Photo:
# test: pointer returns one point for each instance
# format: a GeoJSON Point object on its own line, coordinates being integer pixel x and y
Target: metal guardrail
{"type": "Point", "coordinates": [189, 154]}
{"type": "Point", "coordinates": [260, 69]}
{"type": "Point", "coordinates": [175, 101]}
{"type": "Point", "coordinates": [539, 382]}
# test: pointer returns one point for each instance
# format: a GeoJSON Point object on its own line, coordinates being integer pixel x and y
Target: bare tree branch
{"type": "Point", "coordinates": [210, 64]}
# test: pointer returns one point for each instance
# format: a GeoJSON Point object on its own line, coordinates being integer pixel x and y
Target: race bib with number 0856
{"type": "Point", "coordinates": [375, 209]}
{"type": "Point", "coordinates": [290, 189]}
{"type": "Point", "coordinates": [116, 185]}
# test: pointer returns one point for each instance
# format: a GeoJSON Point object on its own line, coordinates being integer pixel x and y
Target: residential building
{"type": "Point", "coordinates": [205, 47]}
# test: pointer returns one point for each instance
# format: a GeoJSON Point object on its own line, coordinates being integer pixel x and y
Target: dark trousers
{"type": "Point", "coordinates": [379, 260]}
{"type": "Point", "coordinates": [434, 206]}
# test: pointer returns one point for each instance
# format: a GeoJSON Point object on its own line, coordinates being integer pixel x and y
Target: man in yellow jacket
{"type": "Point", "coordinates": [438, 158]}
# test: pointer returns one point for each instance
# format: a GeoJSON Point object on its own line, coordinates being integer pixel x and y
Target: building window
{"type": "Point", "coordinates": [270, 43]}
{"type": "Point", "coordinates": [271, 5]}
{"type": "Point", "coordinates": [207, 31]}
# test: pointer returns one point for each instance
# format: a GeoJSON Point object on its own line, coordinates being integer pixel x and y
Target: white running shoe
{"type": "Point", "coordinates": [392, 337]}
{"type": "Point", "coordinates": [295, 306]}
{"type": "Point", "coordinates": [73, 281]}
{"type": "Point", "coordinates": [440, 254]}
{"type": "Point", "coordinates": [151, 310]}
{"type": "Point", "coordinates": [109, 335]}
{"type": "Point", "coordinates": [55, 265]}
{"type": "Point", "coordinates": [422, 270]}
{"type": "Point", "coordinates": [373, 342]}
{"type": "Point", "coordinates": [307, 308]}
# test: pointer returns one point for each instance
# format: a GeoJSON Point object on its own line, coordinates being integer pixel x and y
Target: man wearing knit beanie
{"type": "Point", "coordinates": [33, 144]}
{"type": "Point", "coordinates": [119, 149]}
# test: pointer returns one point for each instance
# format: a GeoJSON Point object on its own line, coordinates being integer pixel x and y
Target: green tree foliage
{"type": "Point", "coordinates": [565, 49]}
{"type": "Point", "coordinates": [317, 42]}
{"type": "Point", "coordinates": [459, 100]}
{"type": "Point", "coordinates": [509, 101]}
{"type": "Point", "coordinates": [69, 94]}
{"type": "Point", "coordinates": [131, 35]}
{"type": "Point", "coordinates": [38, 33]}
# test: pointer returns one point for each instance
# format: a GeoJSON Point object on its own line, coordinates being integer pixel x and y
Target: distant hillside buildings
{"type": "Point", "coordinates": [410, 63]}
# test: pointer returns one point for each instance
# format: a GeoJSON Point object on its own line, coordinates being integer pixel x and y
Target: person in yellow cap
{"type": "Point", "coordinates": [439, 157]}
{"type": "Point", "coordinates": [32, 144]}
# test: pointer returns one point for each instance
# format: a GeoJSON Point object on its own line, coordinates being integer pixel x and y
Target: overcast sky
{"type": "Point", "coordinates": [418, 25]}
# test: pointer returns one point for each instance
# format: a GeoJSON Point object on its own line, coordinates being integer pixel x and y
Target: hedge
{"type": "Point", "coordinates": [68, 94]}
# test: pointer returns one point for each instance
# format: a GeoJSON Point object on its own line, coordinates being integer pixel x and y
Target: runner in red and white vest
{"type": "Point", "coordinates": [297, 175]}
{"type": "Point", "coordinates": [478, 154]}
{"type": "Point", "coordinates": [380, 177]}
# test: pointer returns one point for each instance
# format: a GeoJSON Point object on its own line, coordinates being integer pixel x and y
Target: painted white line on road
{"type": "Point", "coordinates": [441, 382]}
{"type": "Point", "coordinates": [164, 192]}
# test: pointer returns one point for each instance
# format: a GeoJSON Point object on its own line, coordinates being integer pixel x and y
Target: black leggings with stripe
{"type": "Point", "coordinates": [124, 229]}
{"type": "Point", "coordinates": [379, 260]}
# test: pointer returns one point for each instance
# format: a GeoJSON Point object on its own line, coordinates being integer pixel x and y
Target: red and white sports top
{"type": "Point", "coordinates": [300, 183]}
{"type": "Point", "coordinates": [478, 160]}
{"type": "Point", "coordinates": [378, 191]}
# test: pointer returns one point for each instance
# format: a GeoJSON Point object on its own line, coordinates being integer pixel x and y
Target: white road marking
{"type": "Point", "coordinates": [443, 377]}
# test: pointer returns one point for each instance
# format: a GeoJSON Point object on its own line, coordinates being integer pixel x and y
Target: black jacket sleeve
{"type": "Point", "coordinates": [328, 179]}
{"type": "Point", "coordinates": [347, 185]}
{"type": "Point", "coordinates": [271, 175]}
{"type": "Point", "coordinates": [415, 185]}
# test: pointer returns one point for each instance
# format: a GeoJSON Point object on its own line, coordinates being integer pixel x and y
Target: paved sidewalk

> _Assignment_: This exercise needs each record retyped exactly as shown.

> _Output_:
Photo:
# test: pointer returns one point for each instance
# format: a GeoJSON Point object on its own line, coordinates being integer pixel x and y
Target: metal guardrail
{"type": "Point", "coordinates": [189, 154]}
{"type": "Point", "coordinates": [260, 69]}
{"type": "Point", "coordinates": [175, 101]}
{"type": "Point", "coordinates": [539, 382]}
# test: pointer returns one point for each instance
# format: a GeoJSON Point object on its own line, coordinates being integer pixel x and y
Target: bare tree branch
{"type": "Point", "coordinates": [210, 64]}
# test: pointer returns one point for each instance
# format: a GeoJSON Point object on its own line, coordinates being integer pixel x and y
Target: race bib with number 0856
{"type": "Point", "coordinates": [375, 209]}
{"type": "Point", "coordinates": [290, 189]}
{"type": "Point", "coordinates": [116, 185]}
# test: pointer returns one point for each instance
# format: a GeoJSON Point object on its own line, coordinates being integer pixel x and y
Target: residential building
{"type": "Point", "coordinates": [205, 47]}
# test: pointer returns one point for each instance
# format: a GeoJSON Point object on its own line, coordinates being integer pixel x and y
Target: dark trousers
{"type": "Point", "coordinates": [379, 260]}
{"type": "Point", "coordinates": [434, 206]}
# test: pointer returns one point for each instance
# format: a GeoJSON Point object on its own line, coordinates being integer pixel x and y
Target: man in yellow jacket
{"type": "Point", "coordinates": [438, 158]}
# test: pointer returns one point for each instance
# format: a GeoJSON Point object on its own line, coordinates being integer pixel x and y
Target: building window
{"type": "Point", "coordinates": [270, 43]}
{"type": "Point", "coordinates": [271, 5]}
{"type": "Point", "coordinates": [207, 31]}
# test: pointer returns one point for each instance
# format: a GeoJSON Point object on its own line, coordinates being integer pixel x and y
Target: white running shoe
{"type": "Point", "coordinates": [392, 337]}
{"type": "Point", "coordinates": [295, 306]}
{"type": "Point", "coordinates": [73, 281]}
{"type": "Point", "coordinates": [440, 254]}
{"type": "Point", "coordinates": [151, 310]}
{"type": "Point", "coordinates": [109, 335]}
{"type": "Point", "coordinates": [55, 265]}
{"type": "Point", "coordinates": [422, 270]}
{"type": "Point", "coordinates": [373, 342]}
{"type": "Point", "coordinates": [307, 308]}
# test: pointer returns one point for each instance
# format: a GeoJSON Point object on its own line, coordinates being integer pixel x and y
Target: man wearing knit beanie
{"type": "Point", "coordinates": [33, 144]}
{"type": "Point", "coordinates": [119, 149]}
# test: pointer returns one point for each instance
# format: a GeoJSON Point object on its own line, coordinates being integer pixel x and y
Target: green tree foliage
{"type": "Point", "coordinates": [565, 49]}
{"type": "Point", "coordinates": [317, 42]}
{"type": "Point", "coordinates": [459, 100]}
{"type": "Point", "coordinates": [509, 101]}
{"type": "Point", "coordinates": [69, 94]}
{"type": "Point", "coordinates": [131, 35]}
{"type": "Point", "coordinates": [38, 33]}
# test: pointer returns one point for each instance
# format: a GeoJSON Point object on its own line, coordinates being integer pixel x and y
Target: distant hillside buildings
{"type": "Point", "coordinates": [410, 63]}
# test: pointer returns one point for each instance
# format: a GeoJSON Point object on its own line, coordinates being integer pixel x and y
Target: person in yellow cap
{"type": "Point", "coordinates": [439, 157]}
{"type": "Point", "coordinates": [32, 144]}
# test: pointer returns one point for each instance
# format: a GeoJSON Point object on its own line, coordinates being integer pixel x and y
Target: overcast sky
{"type": "Point", "coordinates": [418, 25]}
# test: pointer returns one point for each instance
# format: a GeoJSON Point object on its own line, coordinates being integer pixel x and y
Target: hedge
{"type": "Point", "coordinates": [68, 94]}
# test: pointer returns one point for each instance
# format: a GeoJSON Point object on its own line, coordinates being integer pixel x and y
Target: runner in red and white vest
{"type": "Point", "coordinates": [297, 175]}
{"type": "Point", "coordinates": [478, 154]}
{"type": "Point", "coordinates": [380, 177]}
# test: pointer returns one point for each instance
# format: a GeoJSON Point object on its own line, coordinates being integer pixel x and y
Target: painted white line on road
{"type": "Point", "coordinates": [441, 382]}
{"type": "Point", "coordinates": [164, 192]}
# test: pointer returns one point for each instance
# format: a GeoJSON Point object on its own line, coordinates being integer pixel x and y
Target: black leggings with stripe
{"type": "Point", "coordinates": [124, 229]}
{"type": "Point", "coordinates": [379, 260]}
# test: pointer returns one point for each instance
# format: a GeoJSON Point object on its own line, coordinates being integer pixel x and y
Target: red and white sports top
{"type": "Point", "coordinates": [300, 183]}
{"type": "Point", "coordinates": [478, 160]}
{"type": "Point", "coordinates": [378, 191]}
# test: pointer returns one point for each instance
# format: a GeoJSON Point object on its own line, coordinates being integer pixel x and y
Target: white road marking
{"type": "Point", "coordinates": [443, 377]}
# test: pointer returns one point for each instance
# format: a GeoJSON Point object on its own line, coordinates being integer pixel x and y
Target: black jacket sleeve
{"type": "Point", "coordinates": [328, 179]}
{"type": "Point", "coordinates": [347, 185]}
{"type": "Point", "coordinates": [271, 175]}
{"type": "Point", "coordinates": [415, 185]}
# test: pointer returns one point for each instance
# format: a GeoJSON Point object on its own line, coordinates being integer pixel x and y
Target: paved sidewalk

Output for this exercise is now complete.